---- Provided material
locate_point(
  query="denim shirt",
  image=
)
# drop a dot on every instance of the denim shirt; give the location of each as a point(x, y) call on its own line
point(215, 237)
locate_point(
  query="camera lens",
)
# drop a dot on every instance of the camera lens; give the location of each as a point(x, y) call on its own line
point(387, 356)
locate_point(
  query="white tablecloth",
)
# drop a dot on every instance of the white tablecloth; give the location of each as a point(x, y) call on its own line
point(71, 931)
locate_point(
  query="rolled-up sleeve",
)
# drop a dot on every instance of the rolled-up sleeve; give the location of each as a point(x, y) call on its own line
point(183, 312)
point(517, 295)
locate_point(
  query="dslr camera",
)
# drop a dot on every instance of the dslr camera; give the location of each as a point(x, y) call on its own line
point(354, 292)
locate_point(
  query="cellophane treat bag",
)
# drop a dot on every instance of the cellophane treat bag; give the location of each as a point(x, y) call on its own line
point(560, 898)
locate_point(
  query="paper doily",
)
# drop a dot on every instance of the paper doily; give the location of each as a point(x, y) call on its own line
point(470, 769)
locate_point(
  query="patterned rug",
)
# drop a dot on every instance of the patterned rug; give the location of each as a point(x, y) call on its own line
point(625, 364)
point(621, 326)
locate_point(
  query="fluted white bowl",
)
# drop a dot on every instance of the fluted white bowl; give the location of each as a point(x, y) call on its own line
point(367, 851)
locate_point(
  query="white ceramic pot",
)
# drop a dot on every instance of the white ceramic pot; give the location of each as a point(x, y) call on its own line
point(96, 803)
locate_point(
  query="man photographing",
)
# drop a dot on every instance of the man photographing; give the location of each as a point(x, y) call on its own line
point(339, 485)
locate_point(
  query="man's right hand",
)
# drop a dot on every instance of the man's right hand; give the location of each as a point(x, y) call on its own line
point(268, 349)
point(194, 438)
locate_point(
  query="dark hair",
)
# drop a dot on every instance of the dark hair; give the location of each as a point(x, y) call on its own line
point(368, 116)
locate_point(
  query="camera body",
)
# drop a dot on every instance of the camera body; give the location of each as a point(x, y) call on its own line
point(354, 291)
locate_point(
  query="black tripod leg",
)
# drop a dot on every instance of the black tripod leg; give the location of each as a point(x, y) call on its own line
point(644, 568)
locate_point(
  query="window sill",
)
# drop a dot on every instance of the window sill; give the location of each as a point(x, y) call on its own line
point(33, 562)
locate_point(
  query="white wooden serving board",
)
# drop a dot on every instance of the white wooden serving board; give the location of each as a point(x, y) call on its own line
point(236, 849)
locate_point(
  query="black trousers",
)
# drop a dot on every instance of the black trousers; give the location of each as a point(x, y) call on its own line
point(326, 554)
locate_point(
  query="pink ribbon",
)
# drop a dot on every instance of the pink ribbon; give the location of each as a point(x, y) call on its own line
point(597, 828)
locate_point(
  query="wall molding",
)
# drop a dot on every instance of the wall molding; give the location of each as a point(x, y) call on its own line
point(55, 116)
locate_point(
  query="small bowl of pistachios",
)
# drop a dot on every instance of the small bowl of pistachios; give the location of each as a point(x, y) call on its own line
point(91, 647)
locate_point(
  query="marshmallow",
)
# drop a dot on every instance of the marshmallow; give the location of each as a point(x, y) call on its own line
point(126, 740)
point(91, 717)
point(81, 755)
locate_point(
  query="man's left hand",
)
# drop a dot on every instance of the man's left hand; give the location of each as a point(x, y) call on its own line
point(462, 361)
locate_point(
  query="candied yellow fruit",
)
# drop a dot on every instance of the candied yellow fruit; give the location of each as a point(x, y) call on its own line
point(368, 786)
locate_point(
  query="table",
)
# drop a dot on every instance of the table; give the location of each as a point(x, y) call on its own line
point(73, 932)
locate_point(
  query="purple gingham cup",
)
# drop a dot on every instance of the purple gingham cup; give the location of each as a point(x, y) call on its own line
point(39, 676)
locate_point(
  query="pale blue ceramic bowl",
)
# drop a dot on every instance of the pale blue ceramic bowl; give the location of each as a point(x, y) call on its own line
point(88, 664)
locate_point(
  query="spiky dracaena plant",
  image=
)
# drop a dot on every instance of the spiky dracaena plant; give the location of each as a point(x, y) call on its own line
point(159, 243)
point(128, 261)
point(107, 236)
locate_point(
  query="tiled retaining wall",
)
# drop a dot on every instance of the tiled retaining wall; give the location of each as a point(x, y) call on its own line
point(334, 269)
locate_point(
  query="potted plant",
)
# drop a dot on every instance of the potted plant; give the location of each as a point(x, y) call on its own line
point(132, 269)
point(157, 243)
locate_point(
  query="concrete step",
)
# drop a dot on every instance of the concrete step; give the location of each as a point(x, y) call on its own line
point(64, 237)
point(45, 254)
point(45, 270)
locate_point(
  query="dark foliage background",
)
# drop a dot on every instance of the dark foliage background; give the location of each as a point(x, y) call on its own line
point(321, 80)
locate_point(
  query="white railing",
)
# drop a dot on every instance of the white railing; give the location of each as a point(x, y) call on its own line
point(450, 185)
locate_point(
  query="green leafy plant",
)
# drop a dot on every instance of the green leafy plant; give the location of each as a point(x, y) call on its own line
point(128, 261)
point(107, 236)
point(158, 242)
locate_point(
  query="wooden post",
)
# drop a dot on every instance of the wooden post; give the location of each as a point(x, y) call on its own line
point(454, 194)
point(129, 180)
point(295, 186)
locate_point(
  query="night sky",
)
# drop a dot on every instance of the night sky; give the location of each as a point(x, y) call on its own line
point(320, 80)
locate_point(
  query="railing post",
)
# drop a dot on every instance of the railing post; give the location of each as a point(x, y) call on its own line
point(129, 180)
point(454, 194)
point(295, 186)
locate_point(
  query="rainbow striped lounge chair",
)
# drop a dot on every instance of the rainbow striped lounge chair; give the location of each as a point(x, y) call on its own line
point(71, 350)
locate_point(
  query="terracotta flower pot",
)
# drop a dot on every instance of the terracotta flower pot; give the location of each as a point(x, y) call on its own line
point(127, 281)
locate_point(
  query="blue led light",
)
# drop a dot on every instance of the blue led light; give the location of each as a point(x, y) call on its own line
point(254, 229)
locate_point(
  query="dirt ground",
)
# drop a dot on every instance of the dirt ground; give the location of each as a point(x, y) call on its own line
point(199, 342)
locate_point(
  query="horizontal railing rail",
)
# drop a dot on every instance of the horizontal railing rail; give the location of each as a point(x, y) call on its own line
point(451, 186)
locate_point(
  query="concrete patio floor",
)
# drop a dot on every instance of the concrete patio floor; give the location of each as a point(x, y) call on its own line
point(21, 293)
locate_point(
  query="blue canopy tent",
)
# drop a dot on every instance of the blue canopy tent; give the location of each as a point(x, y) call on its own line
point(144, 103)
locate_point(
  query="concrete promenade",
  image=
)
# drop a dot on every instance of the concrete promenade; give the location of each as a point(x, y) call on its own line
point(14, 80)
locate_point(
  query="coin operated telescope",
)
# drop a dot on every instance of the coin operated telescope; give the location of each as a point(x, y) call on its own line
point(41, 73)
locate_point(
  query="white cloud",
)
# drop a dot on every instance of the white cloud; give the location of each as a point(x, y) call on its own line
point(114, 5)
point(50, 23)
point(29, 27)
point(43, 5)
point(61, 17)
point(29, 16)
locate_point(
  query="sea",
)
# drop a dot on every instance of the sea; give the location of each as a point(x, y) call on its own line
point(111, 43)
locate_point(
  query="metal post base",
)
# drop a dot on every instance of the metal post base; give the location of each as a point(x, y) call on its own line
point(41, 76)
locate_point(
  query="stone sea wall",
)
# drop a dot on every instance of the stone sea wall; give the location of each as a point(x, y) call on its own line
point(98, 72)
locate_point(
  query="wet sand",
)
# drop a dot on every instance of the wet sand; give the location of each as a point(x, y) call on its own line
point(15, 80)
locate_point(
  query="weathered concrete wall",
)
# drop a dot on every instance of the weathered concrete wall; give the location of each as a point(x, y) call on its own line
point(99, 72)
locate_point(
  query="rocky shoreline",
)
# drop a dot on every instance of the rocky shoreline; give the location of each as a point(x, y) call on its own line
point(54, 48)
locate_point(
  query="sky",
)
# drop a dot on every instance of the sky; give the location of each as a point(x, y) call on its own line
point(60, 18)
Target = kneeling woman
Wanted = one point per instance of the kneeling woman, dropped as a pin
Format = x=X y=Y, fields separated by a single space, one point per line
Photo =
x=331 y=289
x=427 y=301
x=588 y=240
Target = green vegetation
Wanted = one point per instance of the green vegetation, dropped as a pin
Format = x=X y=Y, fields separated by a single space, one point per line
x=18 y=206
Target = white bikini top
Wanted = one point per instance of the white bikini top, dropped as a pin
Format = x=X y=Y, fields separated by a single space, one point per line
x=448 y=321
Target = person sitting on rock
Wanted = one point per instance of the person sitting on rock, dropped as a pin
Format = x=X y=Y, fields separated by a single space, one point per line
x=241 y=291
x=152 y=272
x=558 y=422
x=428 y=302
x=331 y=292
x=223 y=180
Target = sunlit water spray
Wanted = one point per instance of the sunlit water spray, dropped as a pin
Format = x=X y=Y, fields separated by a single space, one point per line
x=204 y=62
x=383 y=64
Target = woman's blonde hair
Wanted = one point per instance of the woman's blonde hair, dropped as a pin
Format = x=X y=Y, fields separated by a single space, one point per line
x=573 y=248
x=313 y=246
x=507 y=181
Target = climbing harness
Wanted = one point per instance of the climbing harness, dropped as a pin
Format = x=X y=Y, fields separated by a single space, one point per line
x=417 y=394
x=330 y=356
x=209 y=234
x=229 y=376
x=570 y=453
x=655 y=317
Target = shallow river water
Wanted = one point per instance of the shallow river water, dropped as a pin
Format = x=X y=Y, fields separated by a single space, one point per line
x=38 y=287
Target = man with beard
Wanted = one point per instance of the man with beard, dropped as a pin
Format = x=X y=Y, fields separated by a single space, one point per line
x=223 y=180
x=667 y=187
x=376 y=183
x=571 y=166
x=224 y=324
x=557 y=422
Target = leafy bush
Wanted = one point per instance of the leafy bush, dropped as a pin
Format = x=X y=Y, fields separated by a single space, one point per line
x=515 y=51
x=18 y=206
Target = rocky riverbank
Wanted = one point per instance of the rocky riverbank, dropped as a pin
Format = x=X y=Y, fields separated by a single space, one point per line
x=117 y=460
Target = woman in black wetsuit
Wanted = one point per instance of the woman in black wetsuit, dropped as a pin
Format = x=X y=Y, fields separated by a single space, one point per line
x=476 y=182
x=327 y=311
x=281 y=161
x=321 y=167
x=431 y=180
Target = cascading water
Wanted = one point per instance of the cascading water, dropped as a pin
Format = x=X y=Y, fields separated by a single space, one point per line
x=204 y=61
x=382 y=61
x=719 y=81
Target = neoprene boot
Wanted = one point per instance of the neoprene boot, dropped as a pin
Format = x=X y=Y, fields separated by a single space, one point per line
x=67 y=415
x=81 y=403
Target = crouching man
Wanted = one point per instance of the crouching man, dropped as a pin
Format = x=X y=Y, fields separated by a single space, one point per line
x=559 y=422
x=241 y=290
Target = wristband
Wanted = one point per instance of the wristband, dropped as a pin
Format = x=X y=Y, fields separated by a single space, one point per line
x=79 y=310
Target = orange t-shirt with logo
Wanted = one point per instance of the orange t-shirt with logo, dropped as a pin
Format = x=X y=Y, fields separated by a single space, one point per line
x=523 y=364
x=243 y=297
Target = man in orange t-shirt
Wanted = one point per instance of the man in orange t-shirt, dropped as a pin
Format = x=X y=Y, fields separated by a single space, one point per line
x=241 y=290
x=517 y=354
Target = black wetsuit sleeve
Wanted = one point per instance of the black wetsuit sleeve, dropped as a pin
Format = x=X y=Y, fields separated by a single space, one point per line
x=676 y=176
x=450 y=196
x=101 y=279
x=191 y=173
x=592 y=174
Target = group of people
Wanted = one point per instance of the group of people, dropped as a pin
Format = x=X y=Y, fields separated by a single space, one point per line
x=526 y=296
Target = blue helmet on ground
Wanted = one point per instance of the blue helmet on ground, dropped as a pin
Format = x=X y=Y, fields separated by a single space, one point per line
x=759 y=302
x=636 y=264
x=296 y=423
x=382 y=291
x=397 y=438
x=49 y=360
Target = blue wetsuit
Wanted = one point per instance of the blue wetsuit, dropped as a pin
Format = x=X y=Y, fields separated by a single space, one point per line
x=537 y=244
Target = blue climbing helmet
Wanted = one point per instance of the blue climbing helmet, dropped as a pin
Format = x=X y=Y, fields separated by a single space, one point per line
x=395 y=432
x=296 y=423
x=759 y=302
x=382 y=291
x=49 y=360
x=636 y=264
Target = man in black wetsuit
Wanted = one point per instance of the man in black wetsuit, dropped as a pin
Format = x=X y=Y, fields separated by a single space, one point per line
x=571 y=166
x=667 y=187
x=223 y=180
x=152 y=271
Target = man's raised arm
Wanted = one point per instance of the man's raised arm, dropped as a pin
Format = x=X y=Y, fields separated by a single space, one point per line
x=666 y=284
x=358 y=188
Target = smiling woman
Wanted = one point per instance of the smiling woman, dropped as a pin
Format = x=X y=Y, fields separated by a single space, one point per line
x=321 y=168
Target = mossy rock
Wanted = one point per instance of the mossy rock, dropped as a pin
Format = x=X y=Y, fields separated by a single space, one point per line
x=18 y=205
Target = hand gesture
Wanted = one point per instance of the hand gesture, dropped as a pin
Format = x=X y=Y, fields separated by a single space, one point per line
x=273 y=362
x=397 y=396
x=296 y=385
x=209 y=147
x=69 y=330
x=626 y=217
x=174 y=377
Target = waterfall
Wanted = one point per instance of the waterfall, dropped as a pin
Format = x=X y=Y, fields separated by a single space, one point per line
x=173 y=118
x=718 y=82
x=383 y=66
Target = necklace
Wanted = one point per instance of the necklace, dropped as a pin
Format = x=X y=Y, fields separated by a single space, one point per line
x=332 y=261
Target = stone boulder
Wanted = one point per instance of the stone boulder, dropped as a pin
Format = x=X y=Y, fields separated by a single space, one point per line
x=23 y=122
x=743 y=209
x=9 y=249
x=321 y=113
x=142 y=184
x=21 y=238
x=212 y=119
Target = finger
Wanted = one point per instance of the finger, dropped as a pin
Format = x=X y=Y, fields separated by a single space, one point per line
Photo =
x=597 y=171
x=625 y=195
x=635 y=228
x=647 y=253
--------
To do:
Scan the material above for the string "boot" and return the lines that hold it.

Answer to the exercise:
Target = neoprene boot
Wanted = one point per instance of the neoprene boot, dropped as a pin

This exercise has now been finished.